TASK OBJECTIVE:
In the essay below on building an internet for everyone, which of John Rawls's ideas is called perhaps his most significant?

DOCUMENT SEGMENT:
-=-=-
Imagine
You are in your mid-twenties and your vision is 20/20 or better. You are not color blind and all the devices you own have a ‘retina’ screen. You are standing in a major city and your internet is fast.
Imagine
Your vision isn't 20/20 anymore, just like 65% of the population, it’s worse than that. Like 4.25% of people on the planet you are color blind. You are now 1 in 10. You are dyslexic. Your phone is 3 years old. You can't afford a new one. Your data plan caps out at 3g and 1 gigabyte a month. The internet connection where you spend most of your time is not what you'd like it to be.
Imagine
You can't see at all. You use a computer with a screen reader. A mouse is mostly useless to you. You use your keyboard to navigate around interfaces and sites.
If you woke up tomorrow without knowing what your life would be like - and you needed to build a new internet for everyone. What would you think about? What would your priorities be? What problems would you try to solve?
American philosopher John Rawls (1921–2002) had a lot of mind-crushing ideas, but perhaps the most significant was his concept of “the veil of ignorance.” It best applies to the creation of social contracts. At risk of oversimplification, Rawls’s scenario was basically this: Let’s pretend you were instantly able to re-create American society in totality, and you could do it in whatever way you wanted. You could make (or eliminate) whatever laws you desired, and you could implement whatever financial and judicial structures you believed would work best. However, you must do this under a magical “veil of ignorance.” The moment after you create this system, you’ll no longer be yourself (and you don’t have any idea what your new role in this society shall be). You might be a rough facsimile of your current self, or you might be someone entirely new. Your gender might be different, or your race. It’s possible you will be extremely destitute and appallingly ugly. You’ll have a different level of intelligence and a different work ethic. You might suddenly be disabled, or super athletic, or homosexual, or criminally insane. As such, you will (probably) want to create a society that is as fair and complete as possible, since you have no idea what station you’ll inherit within your own new, self-constructed boundaries. You need to think outside of your current self, because tomorrow you’ll be someone else entirely.
-=-=-
DATA SECTION:
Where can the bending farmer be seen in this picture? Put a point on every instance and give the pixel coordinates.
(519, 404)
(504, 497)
-=-=-
RESPONSE TO THE EXERCISE:
The veil of ignorance.